● Excerpt from a dataset
◇ ◇ ◇ ◇

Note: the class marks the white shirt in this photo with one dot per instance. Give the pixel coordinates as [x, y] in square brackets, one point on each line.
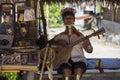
[77, 53]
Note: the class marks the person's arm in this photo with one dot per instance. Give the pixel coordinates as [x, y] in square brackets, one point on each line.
[87, 46]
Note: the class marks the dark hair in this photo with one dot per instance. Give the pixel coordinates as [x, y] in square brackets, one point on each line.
[67, 14]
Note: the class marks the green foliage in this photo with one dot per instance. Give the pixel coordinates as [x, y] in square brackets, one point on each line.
[9, 75]
[54, 17]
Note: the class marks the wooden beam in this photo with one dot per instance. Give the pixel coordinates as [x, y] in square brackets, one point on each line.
[106, 74]
[8, 68]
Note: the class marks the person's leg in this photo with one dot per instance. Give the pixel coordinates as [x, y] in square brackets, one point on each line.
[79, 69]
[65, 70]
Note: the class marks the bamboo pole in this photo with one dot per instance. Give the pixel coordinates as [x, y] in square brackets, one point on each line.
[43, 64]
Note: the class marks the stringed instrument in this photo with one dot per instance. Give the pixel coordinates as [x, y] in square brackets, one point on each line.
[62, 49]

◇ ◇ ◇ ◇

● EXERCISE BRIEF
Copy out the data above exactly, except the pictures.

● TASK ANSWER
Note: the class marks the white shirt in this photo with one dot per instance. Give the pixel coordinates as [x, y] in square brackets, one point on each line.
[77, 53]
Note: the class marks the person's arm in this photo with one dot per instance. Give the pixel coordinates as [x, y] in square brackets, one point on each line.
[87, 46]
Note: the class marks the dark hair in this photo with one dot per instance. Give the pixel coordinates as [x, y] in square brackets, one point on each line.
[67, 14]
Note: the class marks the green foliage in this photo with one dot per instance. Give the pixel coordinates as [x, y] in square brackets, one point on each line.
[9, 75]
[54, 17]
Note: the class marks the wooden beam in this photo with one dot per instance. Give the pixel coordinates as [x, y] in square brackets, one point on each line.
[106, 74]
[8, 68]
Note: the class marks the person's leg in this photo with one dot per instance. Give the pixel coordinates as [x, y] in square brackets, one point on each line.
[79, 69]
[65, 70]
Note: the class marks the bamboo pole in this photo with one dot per instance. Give the pixel coordinates as [x, y] in square brackets, one point on each line.
[43, 64]
Note: the class marks the stringed instrument in this photo with one dot per instance. Give the pixel coordinates as [x, y] in square brackets, one point on each line.
[62, 49]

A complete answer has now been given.